#### Source document
I have the following set of solutions which is a subspace of $\Bbb{R}^4$
$$ \textsf{W} = \operatorname{span}\big(\{(1, 1, 2, 3), (1, 4, 2, 1)\}\big) $$
I am trying to find a system of homogeneous linear equations such that its solutions set is the given subspace. I think that the following matrix will produce the right solution, since the vector $\vec{x}=(x_1,x_2,x_3,x_4)$ has to be a linear combination of the given two vectors that are inside $\textsf W$.
$$ A= \begin{pmatrix} 1 & 1 & x_1 \\ 1 & 4 & x_2 \\ 2 & 2 & x_3 \\ 3 & 1 & x_4 \\ \end{pmatrix} $$
I know that the solution would basically depend on those rows that end up having a form similar to $0 = ax_2 + bx_3 $ for example, but I am not sure why that is. If someone could clarify, I would be very grateful.
In the equation $a_1x_1+a_2x_2+a_3x_3+a_4x_4=0$ the fixed coefficients $a_i$ and the unknowns $x_i$ play symmetric roles. Given a set of vectors that span the space defined by this equation, then, you can instead treat the $a_i$ as the unknowns and the $x_i$ as the fixed coefficients and generate a system of equations for them. There will, of course, be an infinite number of solutions.
Another way to look at this is to write the above equation as $\mathbf a\cdot\mathbf x=0$. The solution set is therefore the set of vectors orthogonal to $\mathbf a$, and for a system of equations $\mathbf a_k\cdot\mathbf x_k=0$, the vectors that satisfy it must be orthogonal to all of the $\mathbf a_k$, i.e., they are the orthogonal complement of $\operatorname{Span}\{\mathbf a_k\}$. As before, $\mathbf a$ and $\mathbf x$ play symmetric roles, so to find the coefficients for a system of equations with solution set equal to the span of the $\mathbf x_k$, you need to find a spanning set for its orthogonal complement.
Putting this into practice for your specific problem, following either method leads to computing the null space of $$\begin{bmatrix}1&1&2&3\\1&4&2&1\end{bmatrix}.$$
########
Answer these questions about the thread on the subspace of R^4:
(a) Which two vectors span the subspace W?
(b) In the reply, how is the equation a1x1 + a2x2 + a3x3 + a4x4 = 0 rewritten?
(c) The null space of which matrix does either method lead to computing?
The material has no connection to the thread on the subspace of R^4.
#### Information given
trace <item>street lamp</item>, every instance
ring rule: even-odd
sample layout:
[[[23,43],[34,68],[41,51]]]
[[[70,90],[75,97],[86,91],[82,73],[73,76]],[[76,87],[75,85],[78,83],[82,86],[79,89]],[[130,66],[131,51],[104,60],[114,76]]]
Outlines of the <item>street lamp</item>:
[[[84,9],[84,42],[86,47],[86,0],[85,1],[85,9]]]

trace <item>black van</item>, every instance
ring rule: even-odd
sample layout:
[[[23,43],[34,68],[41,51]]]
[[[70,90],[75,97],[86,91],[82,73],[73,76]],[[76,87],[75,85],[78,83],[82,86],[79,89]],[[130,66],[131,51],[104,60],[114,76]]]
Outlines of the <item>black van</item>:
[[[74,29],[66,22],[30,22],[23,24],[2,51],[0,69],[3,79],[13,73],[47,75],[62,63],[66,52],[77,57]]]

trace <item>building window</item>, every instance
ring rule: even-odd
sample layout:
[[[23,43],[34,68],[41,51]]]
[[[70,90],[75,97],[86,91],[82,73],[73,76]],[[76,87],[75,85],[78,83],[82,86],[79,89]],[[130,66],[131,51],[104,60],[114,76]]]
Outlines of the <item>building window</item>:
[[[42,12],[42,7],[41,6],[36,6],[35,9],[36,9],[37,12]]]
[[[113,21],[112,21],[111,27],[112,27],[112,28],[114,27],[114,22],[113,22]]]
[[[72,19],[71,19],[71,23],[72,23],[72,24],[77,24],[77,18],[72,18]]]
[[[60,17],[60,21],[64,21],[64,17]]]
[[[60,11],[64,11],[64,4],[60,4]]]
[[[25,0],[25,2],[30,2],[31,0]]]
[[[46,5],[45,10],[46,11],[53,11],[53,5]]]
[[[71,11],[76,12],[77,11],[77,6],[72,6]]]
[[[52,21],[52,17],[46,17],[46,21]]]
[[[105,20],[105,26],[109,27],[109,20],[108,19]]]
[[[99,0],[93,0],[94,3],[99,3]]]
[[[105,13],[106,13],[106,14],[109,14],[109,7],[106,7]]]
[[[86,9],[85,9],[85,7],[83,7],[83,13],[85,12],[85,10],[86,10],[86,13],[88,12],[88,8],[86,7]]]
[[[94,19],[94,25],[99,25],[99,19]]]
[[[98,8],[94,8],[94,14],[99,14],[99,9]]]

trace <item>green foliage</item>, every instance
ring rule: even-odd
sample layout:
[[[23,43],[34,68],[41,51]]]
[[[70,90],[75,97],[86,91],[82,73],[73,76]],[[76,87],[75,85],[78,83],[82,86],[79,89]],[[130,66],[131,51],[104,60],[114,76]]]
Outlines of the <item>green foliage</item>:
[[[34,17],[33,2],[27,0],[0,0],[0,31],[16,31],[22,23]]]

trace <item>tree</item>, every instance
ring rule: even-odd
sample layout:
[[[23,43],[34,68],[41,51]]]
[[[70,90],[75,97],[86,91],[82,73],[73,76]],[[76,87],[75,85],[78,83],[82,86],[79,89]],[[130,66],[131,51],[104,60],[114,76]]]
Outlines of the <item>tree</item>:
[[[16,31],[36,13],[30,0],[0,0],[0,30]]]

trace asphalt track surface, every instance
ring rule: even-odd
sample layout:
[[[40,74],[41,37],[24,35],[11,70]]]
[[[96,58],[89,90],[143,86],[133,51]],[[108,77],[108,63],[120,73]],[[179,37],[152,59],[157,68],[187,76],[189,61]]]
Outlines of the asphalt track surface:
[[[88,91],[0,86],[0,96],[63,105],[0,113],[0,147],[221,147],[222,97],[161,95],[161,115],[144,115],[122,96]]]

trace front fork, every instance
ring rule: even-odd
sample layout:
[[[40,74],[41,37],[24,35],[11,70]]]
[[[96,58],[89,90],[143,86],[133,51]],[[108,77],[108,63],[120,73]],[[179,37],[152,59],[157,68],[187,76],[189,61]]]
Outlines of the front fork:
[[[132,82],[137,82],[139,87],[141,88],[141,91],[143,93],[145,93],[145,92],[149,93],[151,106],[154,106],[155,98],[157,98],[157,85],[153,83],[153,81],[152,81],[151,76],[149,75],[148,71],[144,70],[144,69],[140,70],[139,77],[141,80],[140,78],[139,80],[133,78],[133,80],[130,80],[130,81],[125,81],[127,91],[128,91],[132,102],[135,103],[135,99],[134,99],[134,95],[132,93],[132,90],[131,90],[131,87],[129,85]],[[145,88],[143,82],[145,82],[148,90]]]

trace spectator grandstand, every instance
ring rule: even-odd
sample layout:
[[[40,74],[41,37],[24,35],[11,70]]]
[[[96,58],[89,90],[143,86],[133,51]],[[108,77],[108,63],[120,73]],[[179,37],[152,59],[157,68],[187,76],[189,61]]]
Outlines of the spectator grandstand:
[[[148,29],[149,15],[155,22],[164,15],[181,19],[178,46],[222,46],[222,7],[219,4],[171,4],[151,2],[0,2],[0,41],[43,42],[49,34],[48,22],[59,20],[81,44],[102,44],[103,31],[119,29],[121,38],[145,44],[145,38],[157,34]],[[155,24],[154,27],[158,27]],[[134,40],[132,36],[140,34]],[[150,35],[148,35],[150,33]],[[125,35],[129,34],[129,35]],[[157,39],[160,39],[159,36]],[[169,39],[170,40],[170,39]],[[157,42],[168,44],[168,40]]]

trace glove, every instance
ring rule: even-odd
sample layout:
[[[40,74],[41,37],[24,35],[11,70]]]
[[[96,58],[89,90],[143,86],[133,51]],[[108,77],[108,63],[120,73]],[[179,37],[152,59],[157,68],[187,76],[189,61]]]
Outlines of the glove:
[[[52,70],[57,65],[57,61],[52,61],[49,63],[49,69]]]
########
### Solution
(a) (1, 1, 2, 3) and (1, 4, 2, 1).
(b) As a · x = 0.
(c) The matrix with rows (1, 1, 2, 3) and (1, 4, 2, 1).